Point-per-instance localization data
————————

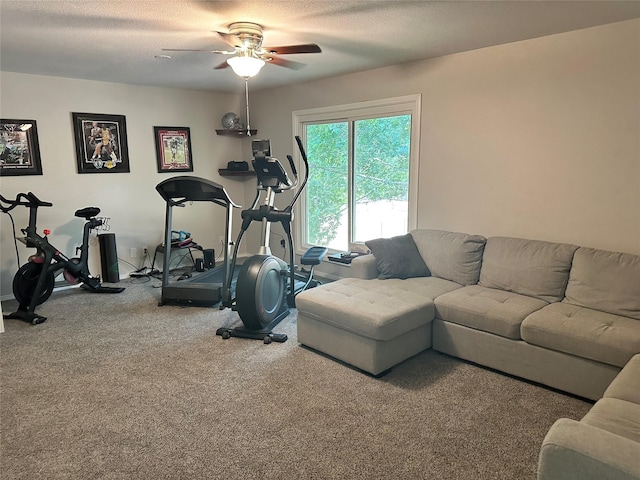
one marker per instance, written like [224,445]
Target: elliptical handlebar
[30,201]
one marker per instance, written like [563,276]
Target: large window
[363,172]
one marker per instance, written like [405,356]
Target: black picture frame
[101,143]
[19,148]
[173,149]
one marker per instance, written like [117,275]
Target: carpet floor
[116,387]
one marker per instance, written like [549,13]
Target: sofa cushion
[607,281]
[626,386]
[377,309]
[397,257]
[486,309]
[580,331]
[615,416]
[528,267]
[451,255]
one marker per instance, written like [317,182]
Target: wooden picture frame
[173,149]
[19,148]
[101,143]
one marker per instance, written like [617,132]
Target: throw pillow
[398,257]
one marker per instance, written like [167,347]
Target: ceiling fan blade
[230,39]
[291,49]
[281,62]
[221,66]
[224,52]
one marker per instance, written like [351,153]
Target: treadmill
[206,288]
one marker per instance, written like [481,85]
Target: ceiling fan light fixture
[245,66]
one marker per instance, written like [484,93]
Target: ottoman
[369,324]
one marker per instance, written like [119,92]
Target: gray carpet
[115,387]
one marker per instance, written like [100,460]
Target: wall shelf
[238,174]
[236,133]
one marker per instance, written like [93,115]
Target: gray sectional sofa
[561,315]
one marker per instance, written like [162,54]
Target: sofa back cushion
[605,281]
[529,267]
[451,255]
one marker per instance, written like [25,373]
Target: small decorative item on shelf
[231,121]
[238,166]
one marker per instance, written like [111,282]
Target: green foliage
[382,151]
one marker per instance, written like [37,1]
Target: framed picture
[101,143]
[19,149]
[173,149]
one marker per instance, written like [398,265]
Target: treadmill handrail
[189,188]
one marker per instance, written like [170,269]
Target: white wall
[129,199]
[538,139]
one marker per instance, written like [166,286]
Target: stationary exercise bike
[266,285]
[35,280]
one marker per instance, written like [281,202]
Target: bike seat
[87,212]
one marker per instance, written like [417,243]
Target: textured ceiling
[117,41]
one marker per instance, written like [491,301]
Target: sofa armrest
[364,267]
[573,450]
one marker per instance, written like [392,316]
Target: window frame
[404,105]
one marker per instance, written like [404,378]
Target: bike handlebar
[30,200]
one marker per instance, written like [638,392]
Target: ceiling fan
[250,56]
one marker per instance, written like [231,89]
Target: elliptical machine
[265,288]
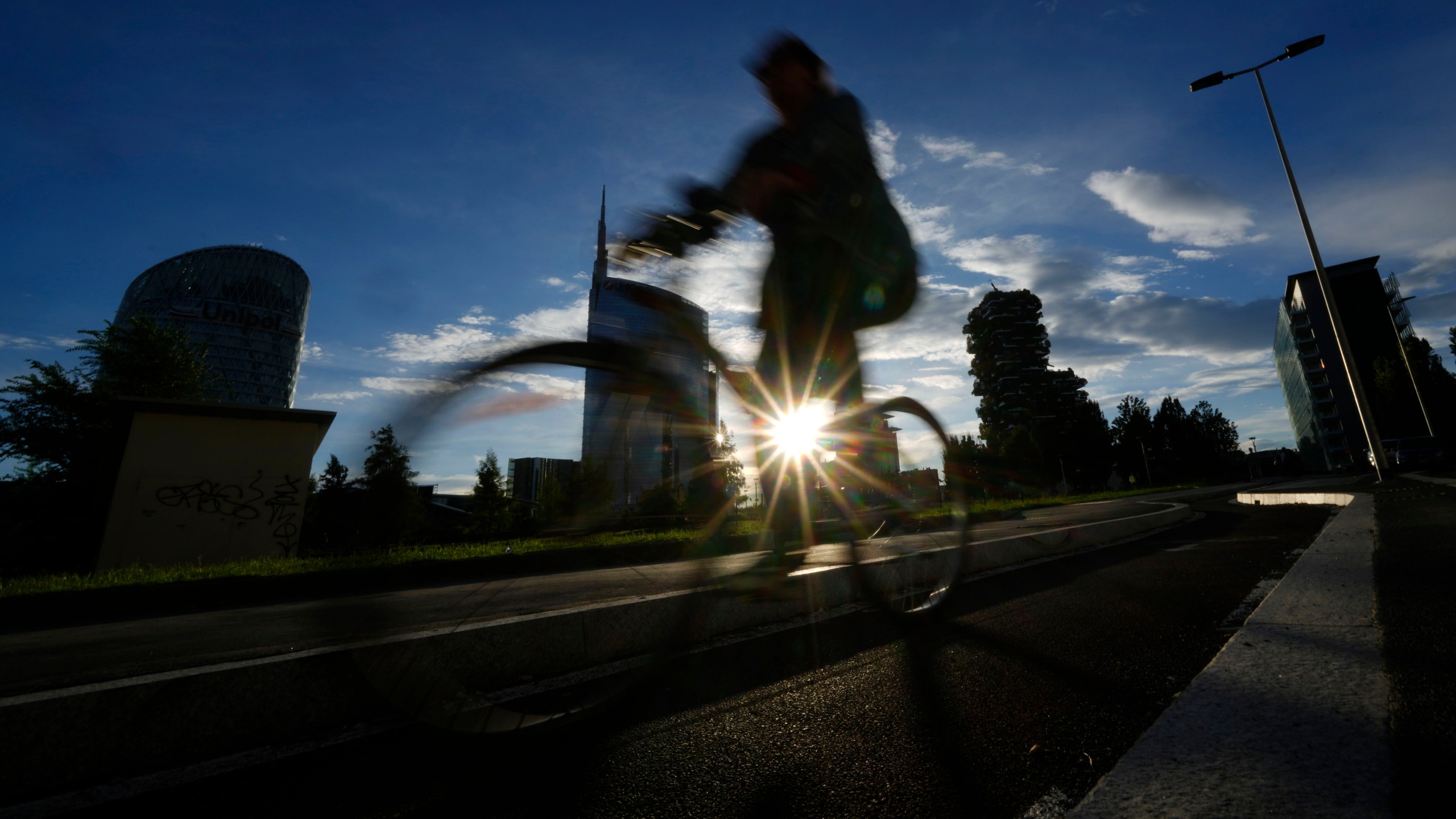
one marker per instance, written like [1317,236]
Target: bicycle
[903,559]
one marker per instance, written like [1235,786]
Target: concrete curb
[1314,499]
[75,737]
[1290,719]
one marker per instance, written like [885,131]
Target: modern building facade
[526,477]
[1011,369]
[1312,377]
[246,304]
[627,433]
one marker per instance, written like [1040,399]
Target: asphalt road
[59,657]
[1018,700]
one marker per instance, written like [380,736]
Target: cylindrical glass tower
[248,305]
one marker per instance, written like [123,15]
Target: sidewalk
[1290,719]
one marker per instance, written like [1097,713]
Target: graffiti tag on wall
[283,502]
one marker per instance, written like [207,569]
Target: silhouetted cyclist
[842,257]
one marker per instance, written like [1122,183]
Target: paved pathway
[1290,719]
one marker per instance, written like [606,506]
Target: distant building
[924,486]
[248,305]
[1011,369]
[631,436]
[526,477]
[1317,390]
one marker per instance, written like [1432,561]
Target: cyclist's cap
[783,48]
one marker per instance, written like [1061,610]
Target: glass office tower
[1317,390]
[248,305]
[623,432]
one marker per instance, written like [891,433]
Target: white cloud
[925,224]
[1120,282]
[931,331]
[1027,261]
[883,146]
[953,149]
[448,343]
[1432,264]
[477,317]
[315,351]
[18,341]
[882,391]
[408,387]
[340,397]
[542,384]
[941,382]
[554,322]
[1178,209]
[1405,221]
[1236,379]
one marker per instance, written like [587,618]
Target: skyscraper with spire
[628,433]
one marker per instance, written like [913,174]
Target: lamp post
[1342,341]
[1400,343]
[1147,471]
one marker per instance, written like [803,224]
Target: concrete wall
[210,483]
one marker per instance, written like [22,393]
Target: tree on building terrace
[1037,423]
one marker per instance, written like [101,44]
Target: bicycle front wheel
[911,534]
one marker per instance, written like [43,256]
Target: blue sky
[436,171]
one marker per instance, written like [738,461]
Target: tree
[1130,429]
[1216,442]
[659,506]
[490,504]
[60,421]
[1438,387]
[329,516]
[144,359]
[1171,437]
[394,504]
[1085,445]
[1011,369]
[336,475]
[734,480]
[963,462]
[60,426]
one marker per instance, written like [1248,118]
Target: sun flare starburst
[799,432]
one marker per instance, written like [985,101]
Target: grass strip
[402,556]
[1414,564]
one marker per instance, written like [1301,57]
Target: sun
[799,432]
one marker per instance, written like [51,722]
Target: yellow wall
[197,489]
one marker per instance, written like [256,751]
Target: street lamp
[1342,341]
[1400,343]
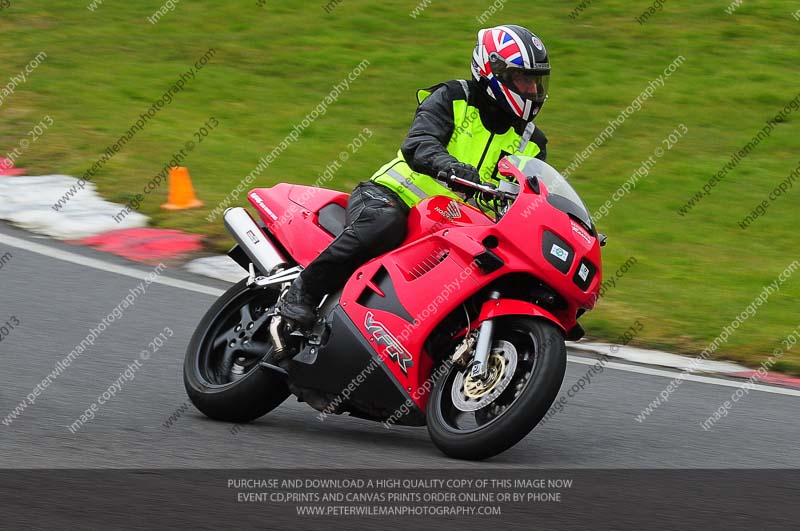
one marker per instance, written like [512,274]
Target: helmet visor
[530,83]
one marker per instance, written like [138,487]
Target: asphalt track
[57,302]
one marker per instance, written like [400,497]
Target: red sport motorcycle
[461,328]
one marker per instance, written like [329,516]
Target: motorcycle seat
[331,218]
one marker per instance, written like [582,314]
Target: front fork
[484,344]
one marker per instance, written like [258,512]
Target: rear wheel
[221,370]
[474,419]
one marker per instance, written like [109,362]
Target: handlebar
[489,189]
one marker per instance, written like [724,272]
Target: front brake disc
[471,394]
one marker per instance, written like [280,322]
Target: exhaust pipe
[252,240]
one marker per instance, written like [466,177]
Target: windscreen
[562,195]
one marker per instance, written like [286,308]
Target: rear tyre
[467,421]
[221,370]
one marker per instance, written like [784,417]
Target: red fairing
[433,273]
[290,212]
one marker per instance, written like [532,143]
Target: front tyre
[473,419]
[221,370]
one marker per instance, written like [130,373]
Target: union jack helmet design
[512,63]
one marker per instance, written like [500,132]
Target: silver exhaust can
[252,240]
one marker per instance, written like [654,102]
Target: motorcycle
[461,329]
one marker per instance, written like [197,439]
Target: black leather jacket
[425,146]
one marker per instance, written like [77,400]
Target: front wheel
[477,419]
[221,371]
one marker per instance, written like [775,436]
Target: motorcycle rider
[462,127]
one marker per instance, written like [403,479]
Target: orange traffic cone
[181,192]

————————

# WORK REQUEST:
Reproduce the lines above beginning at the line that contains "Target: stationary exercise bike" and ending at the line that contains "one marker per instance, written like [1097,713]". No pictures.

# RESULT OF THIS TASK:
Target: stationary exercise bike
[266,285]
[35,280]
one marker per instance, written like [281,202]
Target: bike seat
[87,212]
one marker per instance, written like [417,243]
Target: textured ceiling
[117,41]
one marker per instance, written like [491,301]
Target: sofa armrest
[364,267]
[573,450]
one marker per instance, written like [392,316]
Target: window frame
[404,105]
one marker per instance, written like [404,378]
Target: bike handlebar
[30,200]
one marker per instance, written like [638,392]
Target: ceiling fan
[250,56]
one marker per instance, written like [231,89]
Target: elliptical machine
[265,288]
one marker per instance, written like [1317,236]
Target: bicycle
[903,559]
one marker per instance, written like [1235,786]
Target: concrete curb
[1314,499]
[75,737]
[1290,719]
one marker per instance, written like [885,131]
Target: modern building facade
[526,477]
[1011,369]
[1312,377]
[246,304]
[627,433]
one marker per instance, written like [1040,399]
Target: asphalt road
[59,657]
[1018,700]
one marker per instance, written like [380,736]
Target: cylindrical glass tower
[248,305]
one marker per instance, written like [123,15]
Target: sidewalk
[1290,719]
one marker per instance, written like [1097,713]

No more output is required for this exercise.